Coordinate annotation entries
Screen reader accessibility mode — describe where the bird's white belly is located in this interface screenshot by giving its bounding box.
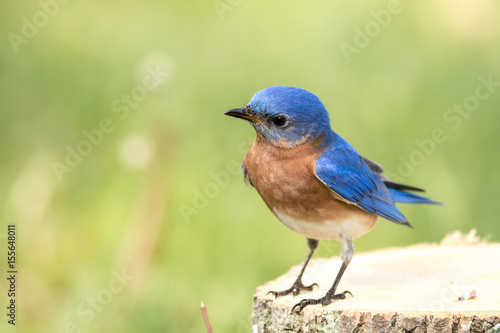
[273,208,378,240]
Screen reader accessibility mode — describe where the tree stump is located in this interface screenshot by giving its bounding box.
[252,234,500,333]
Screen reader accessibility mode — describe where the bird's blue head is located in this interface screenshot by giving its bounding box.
[225,86,332,148]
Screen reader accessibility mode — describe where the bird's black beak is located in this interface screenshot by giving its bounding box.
[224,107,262,123]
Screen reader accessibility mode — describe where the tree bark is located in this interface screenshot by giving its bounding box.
[252,234,500,333]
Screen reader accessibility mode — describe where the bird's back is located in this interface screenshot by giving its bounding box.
[243,136,377,239]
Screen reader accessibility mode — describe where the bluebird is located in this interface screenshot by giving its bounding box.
[225,86,438,312]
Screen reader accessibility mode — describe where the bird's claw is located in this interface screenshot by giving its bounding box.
[266,281,319,298]
[291,290,352,313]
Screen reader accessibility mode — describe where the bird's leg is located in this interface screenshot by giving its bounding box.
[267,238,319,298]
[292,239,354,312]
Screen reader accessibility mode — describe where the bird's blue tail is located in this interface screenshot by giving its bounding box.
[388,188,441,205]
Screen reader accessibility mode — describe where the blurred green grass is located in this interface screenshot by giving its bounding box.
[0,0,500,332]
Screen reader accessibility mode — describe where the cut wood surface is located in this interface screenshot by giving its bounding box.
[252,233,500,333]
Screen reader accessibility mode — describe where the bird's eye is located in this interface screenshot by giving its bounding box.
[271,114,288,128]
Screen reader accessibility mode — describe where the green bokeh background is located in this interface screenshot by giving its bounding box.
[0,0,500,333]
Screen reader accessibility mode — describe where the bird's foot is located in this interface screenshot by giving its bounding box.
[291,290,352,313]
[266,280,319,298]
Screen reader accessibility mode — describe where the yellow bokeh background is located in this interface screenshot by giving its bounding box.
[0,0,500,333]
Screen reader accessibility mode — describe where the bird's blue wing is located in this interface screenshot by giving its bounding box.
[316,144,409,225]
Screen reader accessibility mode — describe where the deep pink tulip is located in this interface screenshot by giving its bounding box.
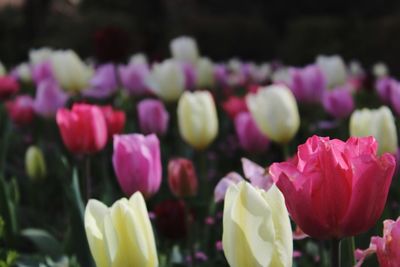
[269,136,396,239]
[5,95,35,125]
[355,217,400,267]
[56,104,107,154]
[137,99,169,136]
[0,76,19,100]
[289,65,327,102]
[168,158,198,197]
[322,87,354,118]
[113,134,162,198]
[235,112,269,153]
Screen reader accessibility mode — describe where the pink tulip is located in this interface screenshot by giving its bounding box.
[269,136,396,239]
[355,217,400,267]
[113,134,162,198]
[56,104,107,154]
[235,112,269,153]
[137,99,169,136]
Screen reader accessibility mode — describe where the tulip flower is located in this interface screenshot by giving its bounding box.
[154,200,187,239]
[83,64,118,99]
[355,217,400,267]
[178,91,218,150]
[113,134,162,198]
[170,36,199,64]
[0,76,19,100]
[222,182,293,267]
[101,106,126,139]
[222,96,248,119]
[322,87,354,118]
[289,65,326,102]
[119,62,150,96]
[269,136,396,239]
[316,55,347,88]
[33,79,68,117]
[235,112,269,153]
[25,146,46,181]
[147,59,185,102]
[196,57,215,88]
[5,95,35,125]
[137,99,169,136]
[349,106,397,154]
[246,85,300,144]
[168,158,197,198]
[85,192,158,267]
[50,50,93,93]
[56,104,107,154]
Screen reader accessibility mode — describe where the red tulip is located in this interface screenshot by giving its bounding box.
[5,95,35,124]
[355,217,400,267]
[56,104,107,154]
[168,158,197,197]
[101,106,126,139]
[0,76,19,100]
[270,136,396,239]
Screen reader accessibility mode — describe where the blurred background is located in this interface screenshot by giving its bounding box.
[0,0,400,74]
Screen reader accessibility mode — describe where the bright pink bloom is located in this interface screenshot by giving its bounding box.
[5,95,35,125]
[137,99,169,136]
[101,106,126,139]
[0,76,19,100]
[355,217,400,267]
[56,104,107,154]
[168,158,198,197]
[234,112,269,153]
[269,136,396,239]
[113,134,162,198]
[222,96,248,119]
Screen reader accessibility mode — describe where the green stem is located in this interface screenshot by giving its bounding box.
[331,239,341,267]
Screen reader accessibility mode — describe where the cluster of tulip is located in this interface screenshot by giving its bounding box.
[0,37,400,267]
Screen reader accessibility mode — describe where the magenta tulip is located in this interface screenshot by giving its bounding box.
[137,99,169,136]
[113,134,162,198]
[269,136,396,239]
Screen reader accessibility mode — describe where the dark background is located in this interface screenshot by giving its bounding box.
[0,0,400,74]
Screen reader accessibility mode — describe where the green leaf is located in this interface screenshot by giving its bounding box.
[21,228,62,259]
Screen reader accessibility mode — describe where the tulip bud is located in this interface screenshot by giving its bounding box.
[56,104,107,154]
[168,158,197,197]
[178,91,218,150]
[50,50,93,93]
[137,99,169,136]
[113,134,162,198]
[148,59,185,102]
[25,146,46,181]
[316,55,347,88]
[246,85,300,144]
[196,57,215,88]
[33,80,68,117]
[85,192,158,267]
[5,95,35,125]
[222,182,293,267]
[170,36,199,64]
[350,106,398,155]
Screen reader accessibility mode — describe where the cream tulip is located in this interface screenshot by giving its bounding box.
[85,192,158,267]
[169,36,199,64]
[50,50,93,93]
[246,85,300,144]
[147,59,185,102]
[222,182,293,267]
[350,106,398,155]
[178,91,218,150]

SHORT EXERCISE> Count the lines of the data above that contain the word "green" and reply with the number alone.

RIGHT ANSWER> 4